## Task to carry out
Edit the entries below, everything from the line containing "find the dry" down to the line containing "433, 343, 469, 391", by replacing "agriculture" with "forestry" and keeping all else unchanged.

-------- Task data

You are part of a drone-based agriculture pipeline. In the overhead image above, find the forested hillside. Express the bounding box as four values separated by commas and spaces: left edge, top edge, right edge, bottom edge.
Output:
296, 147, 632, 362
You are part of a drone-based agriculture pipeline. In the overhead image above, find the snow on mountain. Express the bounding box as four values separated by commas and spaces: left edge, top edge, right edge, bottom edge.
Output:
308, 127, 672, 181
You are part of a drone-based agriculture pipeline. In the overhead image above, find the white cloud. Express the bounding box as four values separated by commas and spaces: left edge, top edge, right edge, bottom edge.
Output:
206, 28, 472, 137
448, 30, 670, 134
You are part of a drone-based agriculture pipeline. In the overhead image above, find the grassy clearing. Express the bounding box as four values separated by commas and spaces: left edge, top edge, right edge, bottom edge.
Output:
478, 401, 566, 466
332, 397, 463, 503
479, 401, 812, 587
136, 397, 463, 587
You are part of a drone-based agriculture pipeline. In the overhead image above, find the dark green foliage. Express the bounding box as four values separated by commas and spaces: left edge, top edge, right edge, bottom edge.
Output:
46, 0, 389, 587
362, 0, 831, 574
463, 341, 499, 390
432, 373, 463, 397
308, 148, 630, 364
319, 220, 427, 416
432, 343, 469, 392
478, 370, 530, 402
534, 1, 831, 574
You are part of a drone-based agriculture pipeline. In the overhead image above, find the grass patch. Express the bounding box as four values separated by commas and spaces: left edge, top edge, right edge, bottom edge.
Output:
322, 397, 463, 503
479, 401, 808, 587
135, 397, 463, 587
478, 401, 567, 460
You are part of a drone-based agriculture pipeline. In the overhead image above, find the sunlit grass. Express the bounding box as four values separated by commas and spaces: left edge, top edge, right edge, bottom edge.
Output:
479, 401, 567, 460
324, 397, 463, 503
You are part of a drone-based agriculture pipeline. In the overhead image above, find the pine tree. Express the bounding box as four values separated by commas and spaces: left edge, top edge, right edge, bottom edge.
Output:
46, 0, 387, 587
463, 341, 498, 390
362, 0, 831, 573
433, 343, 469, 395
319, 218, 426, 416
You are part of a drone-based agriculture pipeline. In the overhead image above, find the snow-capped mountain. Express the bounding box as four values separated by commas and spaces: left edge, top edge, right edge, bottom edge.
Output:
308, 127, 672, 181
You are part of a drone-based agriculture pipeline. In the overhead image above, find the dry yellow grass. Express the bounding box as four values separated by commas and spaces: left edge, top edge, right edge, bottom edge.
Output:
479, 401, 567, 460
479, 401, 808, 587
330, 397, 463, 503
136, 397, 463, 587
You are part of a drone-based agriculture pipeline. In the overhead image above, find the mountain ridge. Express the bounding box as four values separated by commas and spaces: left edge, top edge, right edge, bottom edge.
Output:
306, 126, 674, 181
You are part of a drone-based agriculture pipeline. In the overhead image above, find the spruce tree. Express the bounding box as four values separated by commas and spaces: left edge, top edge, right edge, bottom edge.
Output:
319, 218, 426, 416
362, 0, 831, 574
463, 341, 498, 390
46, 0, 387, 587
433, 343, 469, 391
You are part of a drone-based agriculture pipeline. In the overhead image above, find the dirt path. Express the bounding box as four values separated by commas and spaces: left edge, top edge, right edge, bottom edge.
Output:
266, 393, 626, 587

----------------

## Response
You are part of a drone-based forestry pipeline. In the overhead image above, find the dry yellow grass. Express the bounding box as four values separated by commas and spaces: left edge, top edge, right edge, bottom edge.
Output:
479, 401, 567, 460
479, 401, 808, 587
330, 397, 463, 503
136, 397, 463, 587
You are part of a drone-based forestry pipeline. In the overhead image above, find the mountain ridge. Express the bounding box as four values separated by commas and spaces: left edge, top edge, right edge, bottom edge.
Output:
306, 126, 674, 181
You are part of a drone-based forestry pipeline. In the overhead image above, find the spruce tree. Express the bounding box as four values separated by commas and spaces: left edge, top edge, right edge, bottom edge.
Output:
319, 218, 426, 416
362, 0, 831, 574
463, 341, 498, 390
46, 0, 387, 587
433, 343, 469, 391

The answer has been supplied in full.